REQUIREMENTS - Write out only the lines running from the one that contains "Phrase -- blonde hair" to the end of the material, both ends included.

--- START OF RECORDS SHOWN ---

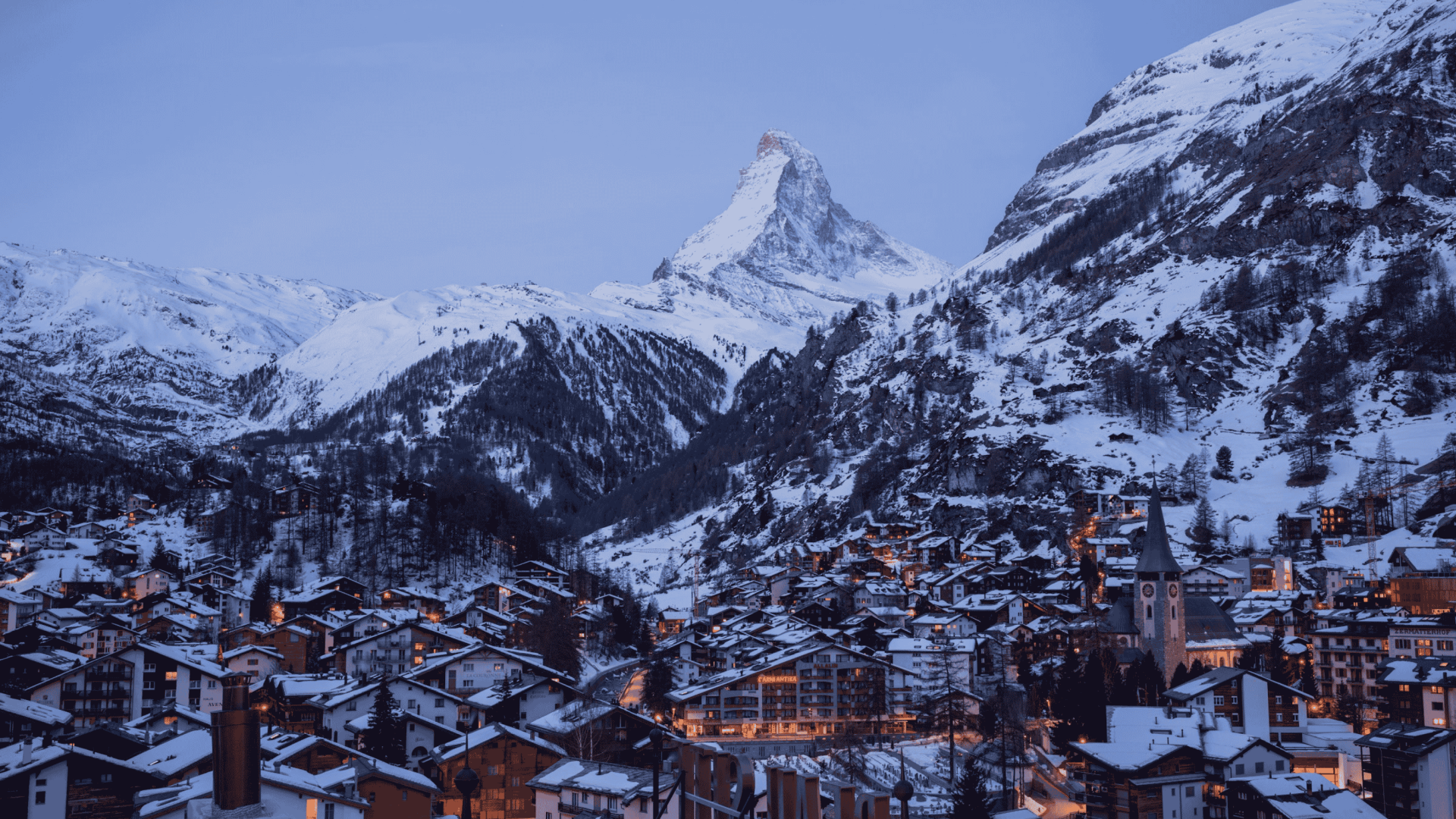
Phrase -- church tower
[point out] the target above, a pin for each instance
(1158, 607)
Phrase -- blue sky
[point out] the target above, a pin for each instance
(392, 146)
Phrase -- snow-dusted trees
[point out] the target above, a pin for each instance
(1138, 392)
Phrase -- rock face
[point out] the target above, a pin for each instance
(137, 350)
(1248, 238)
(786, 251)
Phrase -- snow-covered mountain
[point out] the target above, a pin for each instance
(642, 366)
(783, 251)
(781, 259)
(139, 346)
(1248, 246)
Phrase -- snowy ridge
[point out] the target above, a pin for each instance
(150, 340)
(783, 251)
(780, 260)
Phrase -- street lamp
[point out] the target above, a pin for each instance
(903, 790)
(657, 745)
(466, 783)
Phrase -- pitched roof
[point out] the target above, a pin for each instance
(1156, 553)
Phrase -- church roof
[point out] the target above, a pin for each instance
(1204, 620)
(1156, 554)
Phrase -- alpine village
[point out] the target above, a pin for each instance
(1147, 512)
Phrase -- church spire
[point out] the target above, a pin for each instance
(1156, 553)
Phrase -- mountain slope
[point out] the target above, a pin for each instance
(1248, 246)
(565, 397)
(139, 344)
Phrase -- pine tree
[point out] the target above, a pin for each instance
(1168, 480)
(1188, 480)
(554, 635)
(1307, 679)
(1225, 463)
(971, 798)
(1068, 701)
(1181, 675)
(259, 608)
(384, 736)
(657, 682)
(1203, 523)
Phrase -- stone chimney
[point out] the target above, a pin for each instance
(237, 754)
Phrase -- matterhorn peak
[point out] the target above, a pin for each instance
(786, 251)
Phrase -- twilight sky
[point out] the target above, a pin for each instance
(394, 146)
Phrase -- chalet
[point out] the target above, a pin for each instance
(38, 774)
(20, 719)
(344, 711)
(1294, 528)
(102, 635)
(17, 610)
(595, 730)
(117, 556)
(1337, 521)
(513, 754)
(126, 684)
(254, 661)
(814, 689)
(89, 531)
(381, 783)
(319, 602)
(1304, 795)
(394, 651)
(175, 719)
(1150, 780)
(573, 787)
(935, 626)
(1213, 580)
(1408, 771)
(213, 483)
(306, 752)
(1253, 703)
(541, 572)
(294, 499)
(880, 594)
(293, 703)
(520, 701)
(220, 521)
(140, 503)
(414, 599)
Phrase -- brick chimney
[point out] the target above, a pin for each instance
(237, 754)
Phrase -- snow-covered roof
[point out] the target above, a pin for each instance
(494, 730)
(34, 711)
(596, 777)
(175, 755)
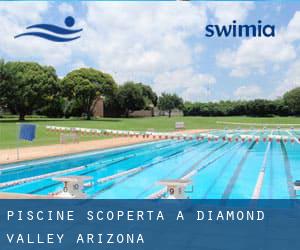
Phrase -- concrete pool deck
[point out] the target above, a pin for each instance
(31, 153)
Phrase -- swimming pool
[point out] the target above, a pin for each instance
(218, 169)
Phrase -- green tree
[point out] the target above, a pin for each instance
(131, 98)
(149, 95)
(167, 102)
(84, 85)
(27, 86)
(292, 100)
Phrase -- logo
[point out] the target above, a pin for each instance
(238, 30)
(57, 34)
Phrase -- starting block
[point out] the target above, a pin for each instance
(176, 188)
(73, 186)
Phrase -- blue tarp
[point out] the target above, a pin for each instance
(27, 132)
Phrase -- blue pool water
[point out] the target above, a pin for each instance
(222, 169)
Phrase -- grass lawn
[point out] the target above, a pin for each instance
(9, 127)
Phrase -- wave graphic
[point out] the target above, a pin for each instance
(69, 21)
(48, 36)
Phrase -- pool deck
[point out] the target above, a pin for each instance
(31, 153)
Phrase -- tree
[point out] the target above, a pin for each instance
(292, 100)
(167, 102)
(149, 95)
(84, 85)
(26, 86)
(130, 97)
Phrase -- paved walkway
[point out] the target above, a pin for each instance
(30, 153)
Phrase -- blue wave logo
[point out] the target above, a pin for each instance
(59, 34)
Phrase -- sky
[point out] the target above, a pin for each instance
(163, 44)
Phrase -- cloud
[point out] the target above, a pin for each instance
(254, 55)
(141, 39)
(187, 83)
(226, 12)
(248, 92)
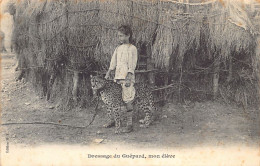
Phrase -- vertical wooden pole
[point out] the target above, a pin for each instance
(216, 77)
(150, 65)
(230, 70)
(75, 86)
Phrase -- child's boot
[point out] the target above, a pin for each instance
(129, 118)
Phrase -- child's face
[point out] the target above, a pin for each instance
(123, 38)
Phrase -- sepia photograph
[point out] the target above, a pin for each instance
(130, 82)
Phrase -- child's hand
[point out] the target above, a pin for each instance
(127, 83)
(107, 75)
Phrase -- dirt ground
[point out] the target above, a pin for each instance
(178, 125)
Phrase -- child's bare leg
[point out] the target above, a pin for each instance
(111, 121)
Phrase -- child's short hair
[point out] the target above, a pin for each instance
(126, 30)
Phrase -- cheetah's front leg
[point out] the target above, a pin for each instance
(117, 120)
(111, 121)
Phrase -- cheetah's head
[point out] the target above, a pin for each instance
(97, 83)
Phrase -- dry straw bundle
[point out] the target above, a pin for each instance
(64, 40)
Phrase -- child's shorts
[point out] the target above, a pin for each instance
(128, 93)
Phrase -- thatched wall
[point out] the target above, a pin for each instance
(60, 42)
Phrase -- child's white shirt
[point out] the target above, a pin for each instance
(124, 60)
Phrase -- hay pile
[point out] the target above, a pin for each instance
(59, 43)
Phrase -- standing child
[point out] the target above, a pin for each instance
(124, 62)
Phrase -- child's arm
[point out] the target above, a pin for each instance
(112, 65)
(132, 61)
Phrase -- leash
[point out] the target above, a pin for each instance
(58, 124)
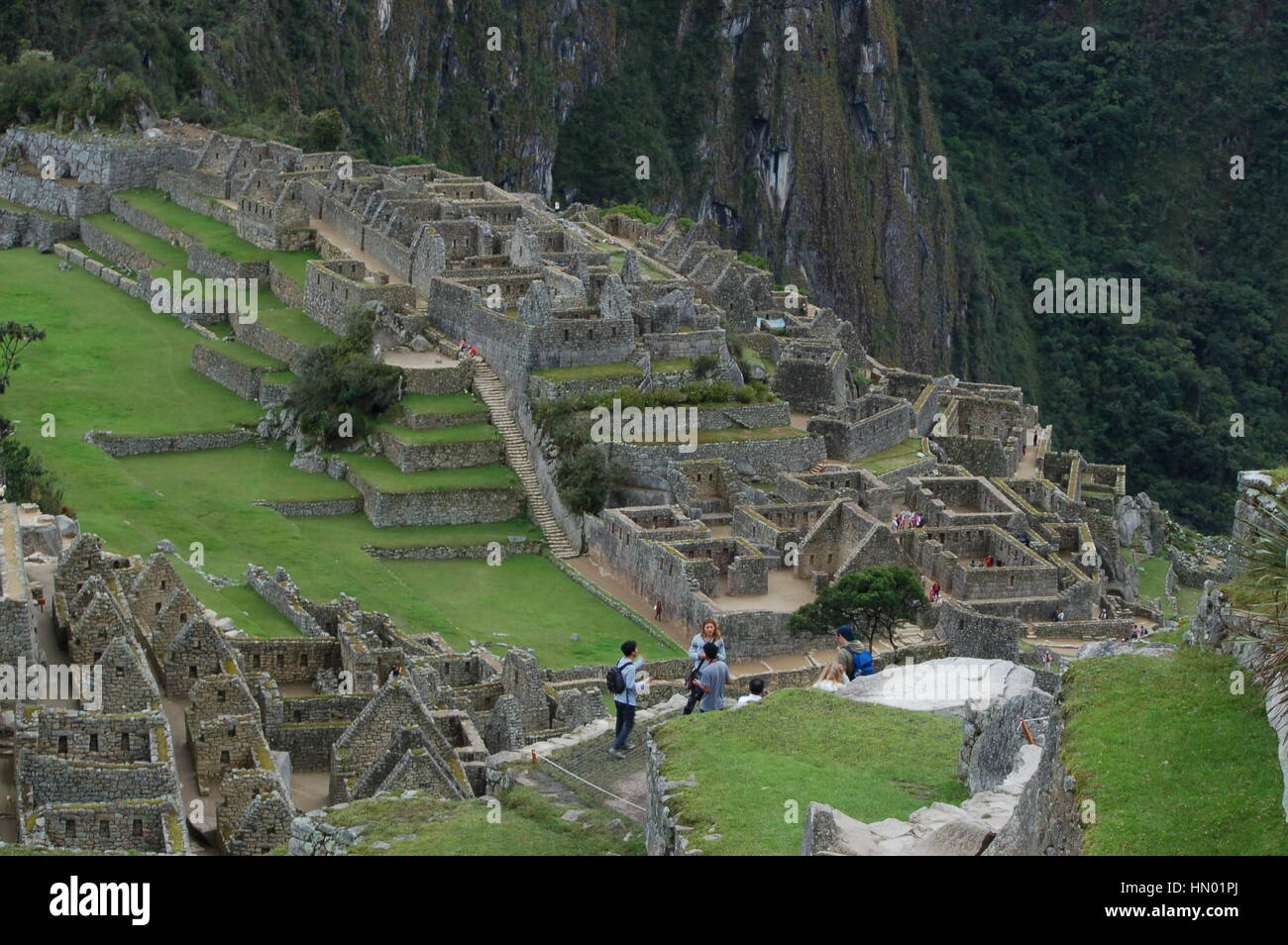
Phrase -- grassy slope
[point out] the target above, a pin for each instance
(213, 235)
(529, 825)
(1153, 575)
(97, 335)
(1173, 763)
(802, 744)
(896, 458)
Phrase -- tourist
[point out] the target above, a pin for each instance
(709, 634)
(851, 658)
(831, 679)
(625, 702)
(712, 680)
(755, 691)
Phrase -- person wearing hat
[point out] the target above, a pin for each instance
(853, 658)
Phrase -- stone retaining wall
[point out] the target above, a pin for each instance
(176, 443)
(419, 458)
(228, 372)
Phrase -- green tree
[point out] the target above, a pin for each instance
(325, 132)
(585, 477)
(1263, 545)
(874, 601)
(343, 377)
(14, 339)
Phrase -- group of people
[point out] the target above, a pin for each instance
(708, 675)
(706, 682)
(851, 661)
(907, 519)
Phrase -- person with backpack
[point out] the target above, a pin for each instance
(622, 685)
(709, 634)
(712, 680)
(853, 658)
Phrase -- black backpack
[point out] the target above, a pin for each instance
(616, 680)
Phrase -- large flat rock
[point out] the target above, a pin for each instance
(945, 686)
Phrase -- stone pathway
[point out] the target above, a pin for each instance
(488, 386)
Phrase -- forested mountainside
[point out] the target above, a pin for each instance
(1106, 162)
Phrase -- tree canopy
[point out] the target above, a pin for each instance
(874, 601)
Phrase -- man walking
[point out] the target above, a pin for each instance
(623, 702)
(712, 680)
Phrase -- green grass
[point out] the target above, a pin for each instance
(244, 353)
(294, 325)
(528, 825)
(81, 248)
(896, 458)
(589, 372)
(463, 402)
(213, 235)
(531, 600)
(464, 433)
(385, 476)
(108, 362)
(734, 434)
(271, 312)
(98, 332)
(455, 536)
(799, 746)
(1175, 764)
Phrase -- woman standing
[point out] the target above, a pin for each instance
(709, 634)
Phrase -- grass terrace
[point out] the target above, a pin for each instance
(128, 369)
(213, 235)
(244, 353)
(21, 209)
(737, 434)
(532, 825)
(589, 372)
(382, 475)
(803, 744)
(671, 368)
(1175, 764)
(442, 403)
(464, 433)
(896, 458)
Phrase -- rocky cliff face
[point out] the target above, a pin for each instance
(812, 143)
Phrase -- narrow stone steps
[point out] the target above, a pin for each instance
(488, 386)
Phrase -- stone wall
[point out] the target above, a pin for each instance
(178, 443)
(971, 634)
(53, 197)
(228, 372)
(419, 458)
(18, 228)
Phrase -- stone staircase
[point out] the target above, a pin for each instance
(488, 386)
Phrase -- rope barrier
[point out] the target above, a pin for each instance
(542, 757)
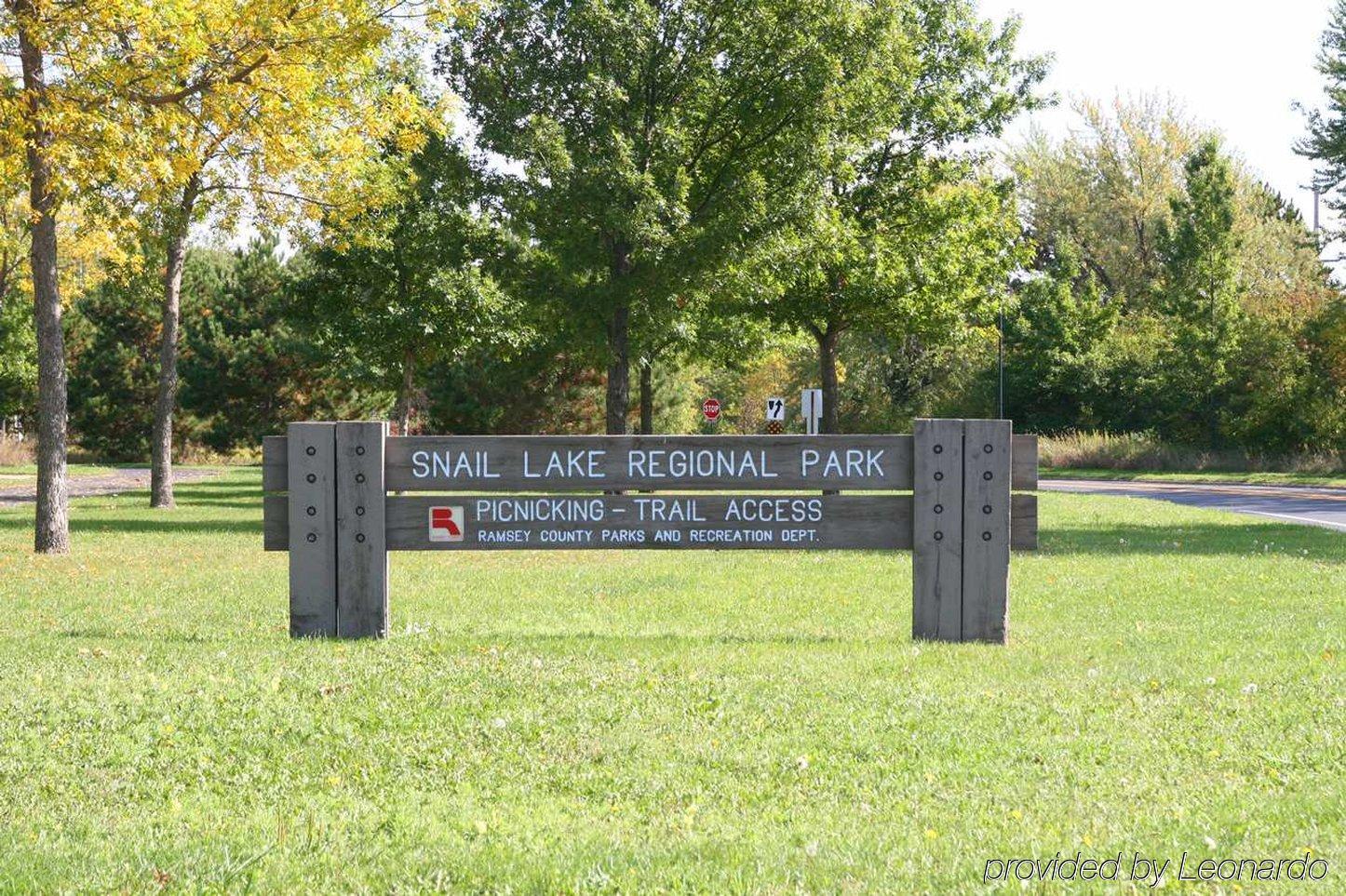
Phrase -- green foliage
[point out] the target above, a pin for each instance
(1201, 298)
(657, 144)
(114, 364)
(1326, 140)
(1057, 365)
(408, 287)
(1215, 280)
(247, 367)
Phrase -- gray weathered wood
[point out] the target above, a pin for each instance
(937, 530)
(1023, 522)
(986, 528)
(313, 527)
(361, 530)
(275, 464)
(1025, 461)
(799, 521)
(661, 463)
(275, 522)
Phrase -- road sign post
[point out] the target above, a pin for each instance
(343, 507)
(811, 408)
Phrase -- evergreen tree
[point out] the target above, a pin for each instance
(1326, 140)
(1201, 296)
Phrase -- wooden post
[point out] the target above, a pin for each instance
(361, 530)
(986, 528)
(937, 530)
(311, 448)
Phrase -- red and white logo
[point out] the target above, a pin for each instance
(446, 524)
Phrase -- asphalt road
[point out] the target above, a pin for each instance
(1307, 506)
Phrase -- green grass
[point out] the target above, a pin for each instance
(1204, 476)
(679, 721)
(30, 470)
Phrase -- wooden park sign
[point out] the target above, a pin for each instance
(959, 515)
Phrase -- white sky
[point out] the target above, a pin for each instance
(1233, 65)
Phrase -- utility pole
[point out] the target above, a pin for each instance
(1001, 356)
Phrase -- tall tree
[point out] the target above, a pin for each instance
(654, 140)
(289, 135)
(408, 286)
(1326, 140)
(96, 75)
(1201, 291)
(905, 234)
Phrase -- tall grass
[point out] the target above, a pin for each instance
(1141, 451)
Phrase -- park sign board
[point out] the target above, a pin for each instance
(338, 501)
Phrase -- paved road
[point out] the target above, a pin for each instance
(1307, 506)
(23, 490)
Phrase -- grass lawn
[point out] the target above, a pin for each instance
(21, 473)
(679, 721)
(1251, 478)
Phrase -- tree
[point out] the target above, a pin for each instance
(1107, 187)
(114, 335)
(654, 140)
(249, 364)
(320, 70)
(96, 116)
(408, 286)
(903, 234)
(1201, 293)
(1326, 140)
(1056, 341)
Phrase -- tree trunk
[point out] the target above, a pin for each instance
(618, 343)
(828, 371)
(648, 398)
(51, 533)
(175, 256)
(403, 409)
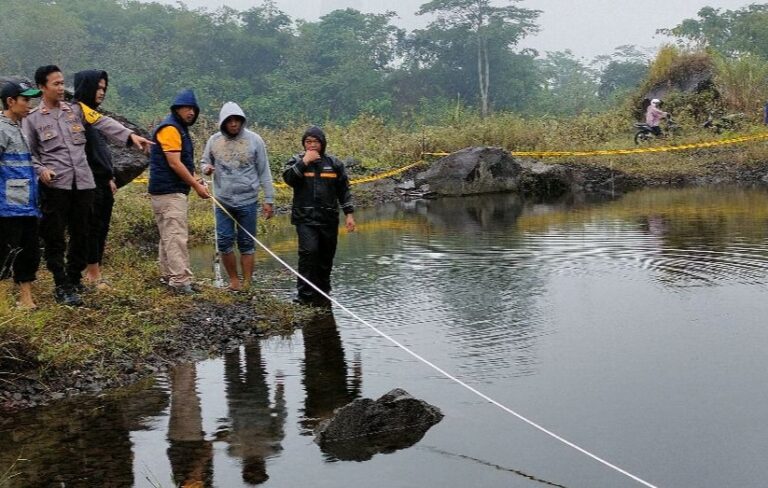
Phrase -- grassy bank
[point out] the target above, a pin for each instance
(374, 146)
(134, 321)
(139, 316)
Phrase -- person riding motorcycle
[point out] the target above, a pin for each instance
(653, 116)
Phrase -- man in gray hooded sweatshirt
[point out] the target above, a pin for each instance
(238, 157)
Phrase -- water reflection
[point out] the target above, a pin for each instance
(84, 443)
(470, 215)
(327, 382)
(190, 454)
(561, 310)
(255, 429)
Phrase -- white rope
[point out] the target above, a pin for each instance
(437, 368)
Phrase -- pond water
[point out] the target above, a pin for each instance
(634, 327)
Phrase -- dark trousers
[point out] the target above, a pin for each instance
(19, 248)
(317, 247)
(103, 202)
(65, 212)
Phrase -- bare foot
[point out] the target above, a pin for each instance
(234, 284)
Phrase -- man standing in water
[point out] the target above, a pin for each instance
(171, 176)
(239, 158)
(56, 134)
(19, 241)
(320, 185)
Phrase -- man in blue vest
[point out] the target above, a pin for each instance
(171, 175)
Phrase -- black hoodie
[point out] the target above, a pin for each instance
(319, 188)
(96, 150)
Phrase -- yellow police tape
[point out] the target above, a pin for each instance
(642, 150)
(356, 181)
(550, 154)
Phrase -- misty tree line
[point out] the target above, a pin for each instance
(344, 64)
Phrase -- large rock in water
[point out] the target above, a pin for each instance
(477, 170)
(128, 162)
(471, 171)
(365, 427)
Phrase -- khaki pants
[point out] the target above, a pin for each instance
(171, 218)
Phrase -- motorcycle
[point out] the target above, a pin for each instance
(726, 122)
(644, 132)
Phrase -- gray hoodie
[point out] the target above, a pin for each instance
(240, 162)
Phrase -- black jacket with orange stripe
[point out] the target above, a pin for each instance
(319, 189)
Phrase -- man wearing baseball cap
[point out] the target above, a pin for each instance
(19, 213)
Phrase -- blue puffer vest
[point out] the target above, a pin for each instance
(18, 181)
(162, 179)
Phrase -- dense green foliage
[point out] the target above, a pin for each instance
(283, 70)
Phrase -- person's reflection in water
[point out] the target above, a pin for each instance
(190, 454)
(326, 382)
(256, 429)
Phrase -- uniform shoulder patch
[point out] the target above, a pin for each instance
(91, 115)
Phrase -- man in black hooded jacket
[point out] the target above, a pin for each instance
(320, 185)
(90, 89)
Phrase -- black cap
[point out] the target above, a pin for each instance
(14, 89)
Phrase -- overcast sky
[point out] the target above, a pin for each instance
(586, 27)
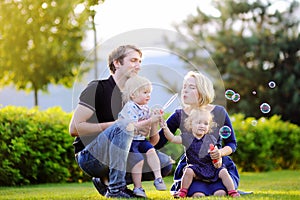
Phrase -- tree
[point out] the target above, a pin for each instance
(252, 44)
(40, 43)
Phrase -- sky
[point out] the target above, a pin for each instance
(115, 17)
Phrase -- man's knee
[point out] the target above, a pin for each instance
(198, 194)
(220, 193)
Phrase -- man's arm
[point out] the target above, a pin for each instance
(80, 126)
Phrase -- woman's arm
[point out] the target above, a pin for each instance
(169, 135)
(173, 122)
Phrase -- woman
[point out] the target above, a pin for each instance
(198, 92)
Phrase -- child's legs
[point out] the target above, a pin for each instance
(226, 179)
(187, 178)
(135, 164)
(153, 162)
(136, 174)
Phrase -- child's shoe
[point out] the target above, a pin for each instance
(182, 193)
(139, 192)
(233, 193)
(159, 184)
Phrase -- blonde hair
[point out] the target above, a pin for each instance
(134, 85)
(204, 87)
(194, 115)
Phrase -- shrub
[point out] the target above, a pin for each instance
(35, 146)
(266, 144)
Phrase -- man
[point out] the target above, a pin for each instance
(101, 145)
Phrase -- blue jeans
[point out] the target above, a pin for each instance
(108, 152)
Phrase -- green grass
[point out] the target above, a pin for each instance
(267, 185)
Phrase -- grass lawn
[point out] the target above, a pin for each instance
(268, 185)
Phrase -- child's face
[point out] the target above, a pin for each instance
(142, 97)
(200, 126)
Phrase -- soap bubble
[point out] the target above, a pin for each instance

--- END OF RECORDS SHOWN ---

REPLY -
Phrase -- blonde hair
[point out] the target above, a pin for each instance
(134, 85)
(204, 87)
(194, 115)
Phrase -- shrub
[point out] the target above, a pin for each instance
(35, 146)
(266, 144)
Phrase -- man
[point out] the target above, a pin for each instance
(101, 145)
Phrase -- blue jeans
[point out] the target above, a pin for each instance
(108, 152)
Phrase -- green grass
[point out] the target above, a pin for each instance
(267, 185)
Phrase -- grass lawn
[point out] the target above, a pin for each instance
(268, 185)
Phrase -- child's face
[point out] the target above, a pin for each instance
(142, 97)
(200, 126)
Phrase -- soap bubble
[point out] the target above, a pin for each instance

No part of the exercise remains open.